Most of the time, of course, we are not mindful. We either go through life,
failing to notice any differences at all or, if we notice differences, we
quickly evaluate and educate our way around them. At the Conference in
Boston, Langer spoke about an experience she had of going to a friend's
house for Thanksgiving dinner. When she sat down at her place, she noticed
that the fork was set on the right side of the plate, along with the knife
and spoon. She had noticed a difference, but her initial reaction was
anything but mindful. "That's not how it's supposed to be!" she exclaimed to
herself. The fork goes on the left, after all, and everyone knows that.
She could have continued in that frame, either with more internal chatter or
by talking with her friend about how she had set the table wrong. Instead,
Langer used her evaluative and visceral reactions to facilitate mindfulness.
She stepped back from her reactions and started to notice her reactions. She
became, in other words, an observer of her own experience in real time. "Who
said the fork always goes on the left?" she found herself asking, "What else
can I notice about this table and about my felt sense as to how it is set?"
She came away with an uplifted understanding of herself and a deeper
appreciation of being together with her friend.
That's why Langer describes mindfulness as "a flexible state of mind"
described by "actively drawing novel distinctions." Such noticing nudges us
into a positive, experiential frame because of how it gently pushes aside
our more casuistic, narrative frame. Most of the time, as we go through
life, we are constantly making up stories to either explain things away
(keeping experiences at bay) or put things in their place (forcing
experiences into existing categories). Neither approach represents
mindfulness and neither approach brings happiness.
This is not say that narrative thinking has no value or should be abandoned
(as if that were even possible). It is simply to say that going through life
without ever noticing new things until they hit us like a ton of bricks is
not the best way to live when it comes to facilitating happiness. We need to
mix up our approaches, which often comes only when we give ourselves
conscious permission to do so. That is the essence of mindfulness, which
underlies all forms of creativity.
Last week a contractor began to put a pump in our lake so that we could
water the lawn with free lake water, an abundant source in this case, rather
than with metered, city water. I had gone over the job with the contractor
and it was all priced out and planned accordingly. The morning work was to
start, however, I went outside in a spirit of mindfulness. I wanted to look
things over, one last time, to see if everything looked right and ready to
The job was planned out to replace an old pump that has not worked in more
than a decade. So, naturally, everyone assumed that we would remove the old
pump and put in a new pump at that location. We couldn't see it any other
way, because the old pump was sitting there guiding our attention. I had
seen that broken old pump for as long as I had lived in the house (more than
seven years) and that was the starting point of my perceptions (which also
became the starting point of the contractor's perceptions).
######
▶ [Task set]:
• a. In the mindfulness text, on which side of the plate was the fork set at the Thanksgiving dinner?
• b. Please resume the mindfulness text after its last sentence and write a continuation.
The records aren't needed here.

▶ [Extracted material]:
######
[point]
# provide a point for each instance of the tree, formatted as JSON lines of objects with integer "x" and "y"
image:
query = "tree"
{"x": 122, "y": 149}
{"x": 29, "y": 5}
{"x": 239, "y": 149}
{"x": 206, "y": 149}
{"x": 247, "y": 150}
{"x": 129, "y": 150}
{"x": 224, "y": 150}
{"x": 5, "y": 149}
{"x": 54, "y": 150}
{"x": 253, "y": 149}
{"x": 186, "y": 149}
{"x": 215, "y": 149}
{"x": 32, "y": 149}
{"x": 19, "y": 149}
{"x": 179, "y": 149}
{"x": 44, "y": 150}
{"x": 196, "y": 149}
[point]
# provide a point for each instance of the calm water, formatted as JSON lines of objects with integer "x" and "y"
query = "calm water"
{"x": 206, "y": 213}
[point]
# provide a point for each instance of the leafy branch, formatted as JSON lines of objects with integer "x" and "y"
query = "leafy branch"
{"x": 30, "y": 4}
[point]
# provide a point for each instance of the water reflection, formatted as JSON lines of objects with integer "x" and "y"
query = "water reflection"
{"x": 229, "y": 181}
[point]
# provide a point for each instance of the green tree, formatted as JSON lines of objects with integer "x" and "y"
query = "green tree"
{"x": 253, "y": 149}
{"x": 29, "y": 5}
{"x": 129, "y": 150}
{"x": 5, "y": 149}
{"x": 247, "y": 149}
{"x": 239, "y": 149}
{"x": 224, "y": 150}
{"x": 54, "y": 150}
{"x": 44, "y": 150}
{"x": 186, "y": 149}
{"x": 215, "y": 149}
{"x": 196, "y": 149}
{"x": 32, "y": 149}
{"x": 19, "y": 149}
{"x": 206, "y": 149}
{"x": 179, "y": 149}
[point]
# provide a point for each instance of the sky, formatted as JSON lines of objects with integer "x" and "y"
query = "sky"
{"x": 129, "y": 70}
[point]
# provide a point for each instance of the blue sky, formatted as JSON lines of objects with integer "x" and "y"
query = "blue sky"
######
▶ [Answers to the exercise]:
• a. On the right side, along with the knife and spoon.

• b.
That morning, however, I noticed something new. I consciously gave myself
permission to think outside the box. I looked around and asked myself the
question, "How else could this go?" I wasn't evaluating the pros and cons of
different options (that came later); I was simply noticing different options
as well as my reactions to them. It took a conscious decision, a
considerable pause, and a significant amount of perceptive scanning to look
up and down my property line to see if there were other options. Then, an
awareness dawned: we could come up on the other side.
The dawning of that realization was an act of mindfulness. It was seeing
something new in the present moment which, until then, had not been seen.
And, once it was seen, it filled me with happiness. "Beautiful!" was my
immediate reaction. I just sat back and enjoyed the thought, the discovery,
the novelty, before beginning to evaluate its feasibility and practicality.
As it turns out, that's exactly what we did • saving money and time in the
process. But before we made that decision • returning to that casuistic,
narrative frame • I cultivated the discovery by getting into that positive,
experiential frame. And that made all the difference.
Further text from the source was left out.